Rewrite the material below as a numbered list, one line per entry, with blank lines dropped and the pictures left out.

- [Material shown]

++++++++

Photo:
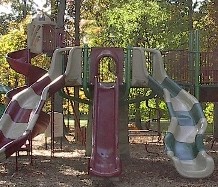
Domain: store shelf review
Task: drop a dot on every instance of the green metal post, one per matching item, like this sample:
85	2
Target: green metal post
127	72
197	63
85	70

++++++++

- [Solution below]
1. Photo:
2. Domain: store shelf review
3. Task: drop a dot on every instance of the green metal post, one per matching item, like this sample:
4. 85	2
5. Target: green metal post
6. 127	72
7. 197	63
8. 85	70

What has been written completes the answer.